Extend the passage on bodybuilding diet, supplements and drugs below, starting after its final sentence.

▶ [Excerpt]:

*** Block opens ***

It is recommended that bodybuilders receive 1 to 2 grams of protein per pound of lean body weight (2 to 5 g/kg) to help the body recover and build. These protein sources should be of a high biological value such as steak, chicken, fish, soy, milk, whey, or egg whites. Chicken, whey, and egg whites are often preferred due to their relatively low fat content. Many bodybuilders prefer to get their daily protein requirement from foods first and then from supplementary protein powders. The key times for bodybuilders to intake protein is immediately following a workout and before going to sleep.

Vitamins & minerals

Bodybuilders almost universally take a multi-vitamin each day. Essential fatty acids (including omega-3s), which the body can not synthesize, are also consumed. As with all supplements, it is preferable to get the vitamin and mineral requirement from whole foods, though this is not always convenient.


Main article: Bodybuilding supplements

Supplements can help muscle gain, although some are unproven and many are ineffective. One supplement which has been proven to help bodybuilders gain and maintain size (without unhealthy side effects) is Creatine. Like all supplements, these only help if used in conjunction with a solid nutritional base and weight training program.

Some bodybuilders may use drugs to gain an advantage over results due to natural hypertrophy, especially in professional competitions. Although many of these substances are illegal in many countries, in professional bodybuilding the use of anabolic steroids and precursor substances such as prohormones are sometimes essential to competing in world-class competitions. Most steroids allow the human body to be in a more anabolic state. Some negative side-effects accompany steroid abuse, such as liver damage and a decline in the body's own testosterone production, which can cause testicular atrophy and possible infertility.

*** Block closes ***

▶ [Data to examine]:
*** Block opens ***

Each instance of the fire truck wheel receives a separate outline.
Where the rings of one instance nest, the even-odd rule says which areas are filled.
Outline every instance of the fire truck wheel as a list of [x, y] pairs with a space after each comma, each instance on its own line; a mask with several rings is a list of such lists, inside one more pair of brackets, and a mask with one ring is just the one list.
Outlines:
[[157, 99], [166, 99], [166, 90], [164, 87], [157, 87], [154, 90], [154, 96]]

*** Block closes ***

▶ [Result of this task]:
Human Growth Hormone (HGH) and insulin are also used by some of the larger bodybuilders. HGH is incredibly expensive compared to steroids, though, while insulin is very readily available yet fatal if misused.


One of the biggest problems bodybuilders can encounter is when a state of overtraining is reached. Overtraining is the phrase used when a bodybuilder has trained hard over the course of a training schedule and is extremely fatigued due to lack of required rest from previous workouts. This is in most cases very bad for a bodybuilder, as it can decrease muscle growth and inhibit strength gains. Respecting recovery is the most important thing for bodybuilders working out to get big.

When the human body has undergone intense exercise, the immune system will lag due to the recovery phase it will be consequently undergoing. This means the human body will be more likely to catch a virus or a cold, and nothing cuts through a bodybuilding schedule like a bad cold. This is most important if one encounters overtraining, as the body is extremely fatigued and is really open to sickness. Reaching overtraining is detrimental in all situations.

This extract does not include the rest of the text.